Testo estratto:
Si condividano o no queste considerazioni, in ogni caso è certo che se si vuol battere l’iperpoliticità nascosta del messaggio apparentemente impolitico della destra (Berlusconi, Bossi ed oggi Monti), bisogna alzare il livello del dibattito e riportarlo sui temi che oggi possono definire il terreno della Grande Politica.
A scanso di equivoci, il PD, in quanto tale, non c’entra, è in gran parte omologato a quel modello e va casomai recuperato ad un nuovo dialogo negoziale e va sfidato da sinistra: se si vuole, cioè, semplicemente amministrare meglio di qualcun altro lo staus-quo, o se piuttosto si intende costruire una nuova prospettiva per la società e per il modo, per il nostro futuro: quello che in molti chiamano unnuovo paradigma. Questo è il vero terreno sul quale si gioca il rinnovamento della sinistra e la costruzione di un soggetto unitario e popolare.

Consegna A: Estragga dal testo sul rinnovamento della sinistra il passo che va da «A scanso di» a «unitario e popolare.», riportandolo parola per parola.
Consegna B: Prosegua il testo sul rinnovamento della sinistra a partire dal punto in cui termina.

Sezione dati:
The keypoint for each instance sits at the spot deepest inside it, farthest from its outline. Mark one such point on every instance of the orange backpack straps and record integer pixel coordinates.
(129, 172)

Risposta A:
A scanso di equivoci, il PD, in quanto tale, non c’entra, è in gran parte omologato a quel modello e va casomai recuperato ad un nuovo dialogo negoziale e va sfidato da sinistra: se si vuole, cioè, semplicemente amministrare meglio di qualcun altro lo staus-quo, o se piuttosto si intende costruire una nuova prospettiva per la società e per il modo, per il nostro futuro: quello che in molti chiamano unnuovo paradigma. Questo è il vero terreno sul quale si gioca il rinnovamento della sinistra e la costruzione di un soggetto unitario e popolare.

Risposta B:
Senza di ciò, il termine “sinistra” è un contenitore vuoto; se deve designare mere aggregazioni senza idee forti, valori guida e se al centro della discussione non vi siano le persone concrete. Di questo occorre discutere. Da qui bisogna ricominciare per ricostruire la SINISTRA e la democrazia nel nostro paese.
Non perdiamo questa occasione, che la storia, con tanta durezza, tuttavia ci sta offrendo.